▶ STATED PROBLEM A:
From the exhibition invitation, list every approach it says the artists take in relating the photographic image to other mediums.
▶ STATED PROBLEM B:
Write what comes next in the exhibition invitation, beginning after its final sentence.

Hello Dear Network of New Media:
To you all creators, researchers and thinkers.

I am delighted to invite you to the Private View of MEDIATORS an exhibition
that is opening this thursday the second of may at 18:00 to 21:00.

*Opening day second of May 2013*

*From 18:00 to 21:00*

*Exhibition will be open from: 02/05/13 to: 08/05/13*

*Opening hours from 12:00 to 18:00*

venue:

http://www.thewaywardgallery.com/

*MEDIATORS *

*Exhibition website:*

*http://angelrokatz.wordpress.com/
*

This exhibition brings together a group of female artists who are exploring
the photographic image. The themes and concepts they explore in their work
vary greatly, but the connecting link between them is their interest for
establishing relationships with other mediums. Some of them are
incorporating objects within the photographic set-up. Others are
constructing multi-layered scenarios, for instance Alice Evans Staged
series and the most adventurous explorers are adopting analogue
photographicprocesses in
their work. This approach is very important when taking into consideration
that we are immersed in a world where the proliferation and fascination for
digital images has generated an immense conglomerate of photographs
published indiscriminately on the Internet. Therefore, it seems to be wise
to have a look at this emerging wave of creators that are working in the
field of expanded photography and pushing the barriers of traditional
ideas about
techniques and mediums.

▶ INFORMATION SHOWN:
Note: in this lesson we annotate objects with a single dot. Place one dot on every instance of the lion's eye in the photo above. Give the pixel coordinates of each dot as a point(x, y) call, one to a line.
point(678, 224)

▶ FINAL RESULT A:
- Incorporating objects within the photographic set-up
- Constructing multi-layered scenarios
- Adopting analogue photographic processes

▶ FINAL RESULT B:
The Mediators exhibition project aims to display a set of artworks that
invite the audience to re-think the role of the photographic image as a
provocative entity while inviting them to play with light, shapes and
surfaces alongside the gallery space. The work will be displayed in an
installation-type layout, which seeks to be less restrictive than the
conventional white cube.



This exhibition also explores experiments with photographic imagery on
different surfaces and reveals how these experiments not only correspond to
the need to find a technical solution, but are more a consequence of a
conceptual echo, one the artists find along their way while researching and
working with their photographic image.

The second objective of this exhibition is to establish a mutual
contribution by both artist and curator. Then this exhibition will be the
first in a series of projects to promote artists that are both interesting
and valuable in terms of their research and formal expression. Hence, I
will be inviting the network of professionals that I have built in London’s
art scene to introduce them to a community that includes gallery directors
and press.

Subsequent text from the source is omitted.